### Records from a data source
_ _ _ _ _
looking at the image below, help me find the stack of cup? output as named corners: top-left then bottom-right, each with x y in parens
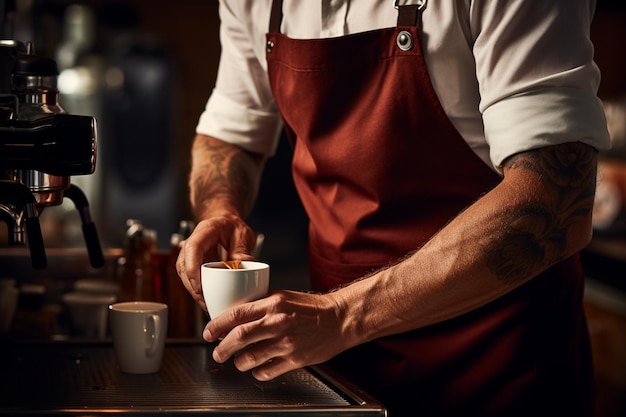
top-left (62, 279), bottom-right (118, 339)
top-left (0, 278), bottom-right (19, 333)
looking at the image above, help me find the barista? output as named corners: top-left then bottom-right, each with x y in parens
top-left (177, 1), bottom-right (611, 415)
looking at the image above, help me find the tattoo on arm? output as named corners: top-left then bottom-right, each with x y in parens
top-left (190, 136), bottom-right (264, 218)
top-left (486, 142), bottom-right (597, 283)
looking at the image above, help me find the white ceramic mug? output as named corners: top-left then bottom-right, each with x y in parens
top-left (109, 301), bottom-right (168, 374)
top-left (201, 261), bottom-right (270, 319)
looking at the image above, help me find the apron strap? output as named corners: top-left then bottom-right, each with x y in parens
top-left (269, 0), bottom-right (284, 33)
top-left (396, 0), bottom-right (426, 27)
top-left (398, 4), bottom-right (422, 27)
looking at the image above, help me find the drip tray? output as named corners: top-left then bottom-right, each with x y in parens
top-left (0, 340), bottom-right (386, 416)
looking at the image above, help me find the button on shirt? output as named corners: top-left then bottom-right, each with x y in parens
top-left (196, 0), bottom-right (611, 170)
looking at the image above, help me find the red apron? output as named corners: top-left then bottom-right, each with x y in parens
top-left (265, 2), bottom-right (593, 416)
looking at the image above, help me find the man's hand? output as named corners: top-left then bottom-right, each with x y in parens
top-left (203, 290), bottom-right (352, 381)
top-left (176, 215), bottom-right (256, 310)
top-left (177, 133), bottom-right (265, 309)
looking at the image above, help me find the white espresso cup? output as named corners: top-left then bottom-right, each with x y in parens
top-left (109, 301), bottom-right (168, 374)
top-left (201, 261), bottom-right (270, 319)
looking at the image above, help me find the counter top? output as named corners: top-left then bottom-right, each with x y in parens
top-left (0, 339), bottom-right (386, 416)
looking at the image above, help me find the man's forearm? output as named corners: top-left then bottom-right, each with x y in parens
top-left (331, 142), bottom-right (598, 346)
top-left (189, 134), bottom-right (265, 220)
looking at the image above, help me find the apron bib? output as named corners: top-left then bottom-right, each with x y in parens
top-left (265, 2), bottom-right (593, 415)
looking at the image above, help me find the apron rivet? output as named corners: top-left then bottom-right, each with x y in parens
top-left (266, 40), bottom-right (275, 53)
top-left (396, 31), bottom-right (413, 51)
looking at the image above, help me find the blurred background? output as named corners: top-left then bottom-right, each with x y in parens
top-left (0, 1), bottom-right (624, 416)
top-left (0, 0), bottom-right (309, 284)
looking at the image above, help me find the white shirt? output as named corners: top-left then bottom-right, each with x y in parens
top-left (197, 0), bottom-right (611, 170)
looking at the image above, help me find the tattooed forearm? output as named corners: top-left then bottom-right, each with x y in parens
top-left (486, 142), bottom-right (597, 283)
top-left (189, 135), bottom-right (265, 219)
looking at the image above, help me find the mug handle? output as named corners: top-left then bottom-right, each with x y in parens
top-left (145, 314), bottom-right (162, 358)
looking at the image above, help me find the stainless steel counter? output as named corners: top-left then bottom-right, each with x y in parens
top-left (0, 339), bottom-right (386, 416)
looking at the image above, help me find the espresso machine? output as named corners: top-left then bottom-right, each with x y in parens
top-left (0, 39), bottom-right (103, 270)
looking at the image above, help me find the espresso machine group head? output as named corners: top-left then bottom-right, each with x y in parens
top-left (0, 39), bottom-right (104, 269)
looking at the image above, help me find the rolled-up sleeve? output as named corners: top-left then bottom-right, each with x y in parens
top-left (198, 89), bottom-right (283, 156)
top-left (484, 87), bottom-right (609, 167)
top-left (473, 0), bottom-right (611, 168)
top-left (196, 0), bottom-right (282, 157)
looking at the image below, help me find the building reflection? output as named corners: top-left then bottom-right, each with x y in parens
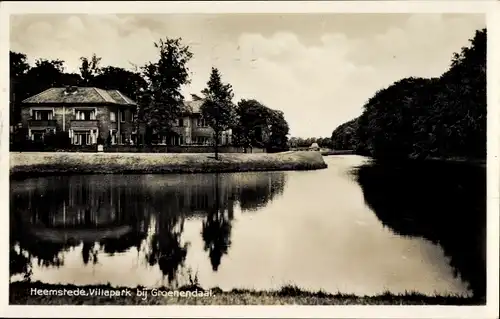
_ _ _ _ _
### The task
Drop the images; return the entries above exactly as they appear.

### Task answer
looking at the image below, help me find the stack of cup? output as named corners: top-left then bottom-right, each with x y in parens
top-left (62, 279), bottom-right (118, 339)
top-left (0, 278), bottom-right (19, 333)
looking at the image above, help me find the barista? output as named corners: top-left then bottom-right, each with x y in parens
top-left (177, 1), bottom-right (611, 415)
looking at the image above, help me find the tattoo on arm? output as named corners: top-left then bottom-right, each with x y in parens
top-left (190, 136), bottom-right (264, 218)
top-left (486, 142), bottom-right (597, 283)
looking at the image above, help me find the white ceramic mug? output as named corners: top-left then bottom-right, each with x y in parens
top-left (109, 301), bottom-right (168, 374)
top-left (201, 261), bottom-right (270, 319)
looking at the image above, help me find the apron strap? output as named corners: top-left then bottom-right, each with x y in parens
top-left (269, 0), bottom-right (284, 33)
top-left (396, 0), bottom-right (426, 27)
top-left (398, 4), bottom-right (422, 27)
looking at the image above, help me find the drip tray? output as named corners: top-left then bottom-right, each with x y in parens
top-left (0, 340), bottom-right (386, 416)
looking at the image above, help me find the button on shirt? output as named corners: top-left then bottom-right, each with x y in parens
top-left (196, 0), bottom-right (611, 170)
looking at the image above, help me find the red apron? output as named corners: top-left then bottom-right, each with x y in parens
top-left (265, 2), bottom-right (593, 416)
looking at the image above, help me find the man's hand? output as named corners: top-left then bottom-right, each with x y in parens
top-left (203, 290), bottom-right (352, 381)
top-left (176, 215), bottom-right (256, 310)
top-left (177, 133), bottom-right (265, 309)
looking at the image above, help me find the white espresso cup? output as named corners: top-left then bottom-right, each with x y in parens
top-left (109, 301), bottom-right (168, 374)
top-left (201, 261), bottom-right (270, 319)
looking at the image above, help me find the counter top? output as named corners: top-left then bottom-right, each with x y in parens
top-left (0, 339), bottom-right (386, 416)
looking at the image above, help me find the man's forearm? output as named corners: top-left then bottom-right, each with x y in parens
top-left (331, 142), bottom-right (598, 346)
top-left (189, 134), bottom-right (265, 220)
looking at the image above, help me find the apron bib? output as named corners: top-left then bottom-right, each with x y in parens
top-left (265, 2), bottom-right (593, 415)
looking at the image above, help me find the apron rivet? output as named corners: top-left then bottom-right, each with x y in parens
top-left (266, 40), bottom-right (275, 53)
top-left (396, 31), bottom-right (413, 51)
looking at the image above, help me find the blurred background? output as named corners: top-left then bottom-right, each with x y in parens
top-left (0, 1), bottom-right (624, 416)
top-left (0, 0), bottom-right (309, 284)
looking at the image above, help me find the white shirt? output as named corners: top-left then bottom-right, each with x y in parens
top-left (197, 0), bottom-right (611, 170)
looking at the image above, help me find the tattooed forearm? output as named corners: top-left then bottom-right, each with x y in parens
top-left (486, 142), bottom-right (597, 283)
top-left (189, 135), bottom-right (265, 219)
looking at the image above, help me find the mug handle? output as named corners: top-left then bottom-right, each with x y in parens
top-left (145, 314), bottom-right (162, 358)
looking at the image above, help me find the stainless steel counter? output as named corners: top-left then bottom-right, each with x y in parens
top-left (0, 339), bottom-right (386, 416)
looking at the image above, help me find the espresso machine? output as named corners: top-left then bottom-right, each with x y in parens
top-left (0, 39), bottom-right (103, 270)
looking at the image above, help me find the espresso machine group head? output as named corners: top-left then bottom-right, each with x y in parens
top-left (0, 39), bottom-right (104, 269)
looking at the image above, help me find the rolled-up sleeve? output as named corners: top-left then bottom-right, each with x y in parens
top-left (198, 89), bottom-right (283, 156)
top-left (484, 87), bottom-right (609, 167)
top-left (473, 0), bottom-right (611, 168)
top-left (196, 0), bottom-right (282, 157)
looking at the image below, help me find the building reflection? output as named corners: top-left then bottom-right, each with x y in parens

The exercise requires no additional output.